Coston: get rid of police ranges

A practice that has been abused by Trenton's outgoing police director, Joseph Santiago, could be headed to the scrap heap. That's because one of Trenton City Council's "Gang of Four" has announced his intention to reduce or eliminate the usage of staffing ranges in the Trenton Police Department.

For people outside of Trenton, this staffing range power is an example of how wayward municipal officials can purposefully politicize a police department, to the detriment of the department and the citizens it serves.

Some sitting on City Council actually allowed this to happen through the passage of a 2004 ordinance providing the ranges. City Council basiclly handed Mr. Santiago a Palmer administration-sponsored tool to retard the professional promotion of unfavored officers, while simultaneously allowing buffoons like those grabbing recent headlines to advance into the department's higher ranks.

Prior to the 2004 law the Trenton Police Department had set numbers of each rank - including the now-eliminated deputy chiefs, captains, lieutenants, sergeants, on down to patrolmen.

But earlier in 2004, Mr. Santiago moved to eliminate the deputy chief position and demote the three men holding the rank to captain. When he did so, a Mercer County Superior Court judge ruled that such a move required an ordinance amendment. Trenton City Council dutifully passed such an ordinance, as it worked in its then-submissive role as an ineffective check on the city's executive branch.

Included in that ordinance was language that provided Mr. Santiago with a useful tool, in staffing ranges that could be manipulated on a whim to get a helpful but unqualified foot soldier into a higher rank, or more importantly, to keep a qualified officer in the lower ranks.

But just as City Council provided the ranges to the administration and its civilian-appointed Police Director, council can still take it away. Doing so would be an important step in reining in the power of administration officials to unnecessarily politicize a large urban police department.

It would also reclaim some of the respect that City Council lost when its members allowed it to be used as a rubber stamp.

════════════════

## [Aim of the task]
Answer these questions from the piece on Trenton police staffing ranges:
(a) In what year did City Council pass the ordinance that provided the staffing ranges?
(b) Which position did Mr. Santiago move to eliminate, and to what rank were the men holding it to be demoted?
(c) Who ruled that this move required an ordinance amendment?

## [Information shown]
════════════════

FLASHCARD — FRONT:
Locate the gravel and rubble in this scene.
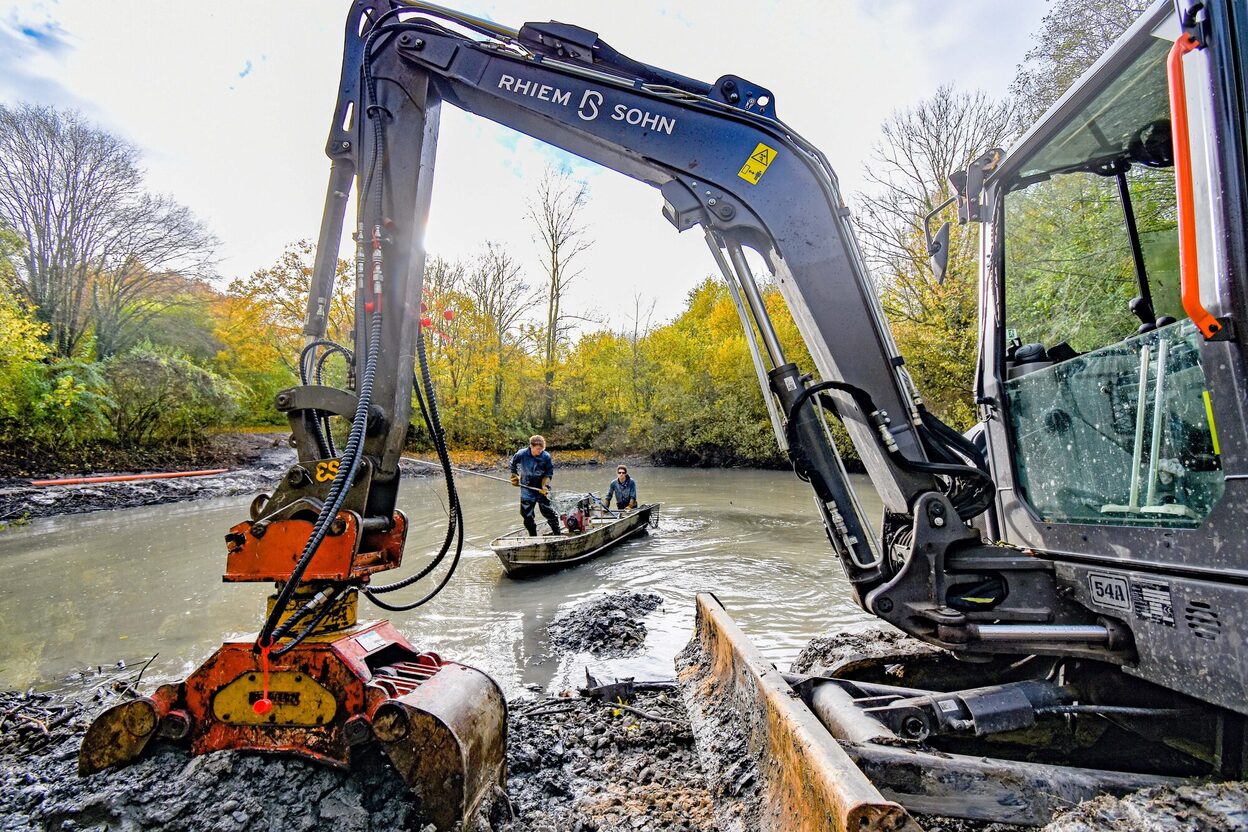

════════════════

## [Result]
(a) 2004.
(b) Deputy chief; the three men holding it were to be demoted to captain.
(c) A Mercer County Superior Court judge.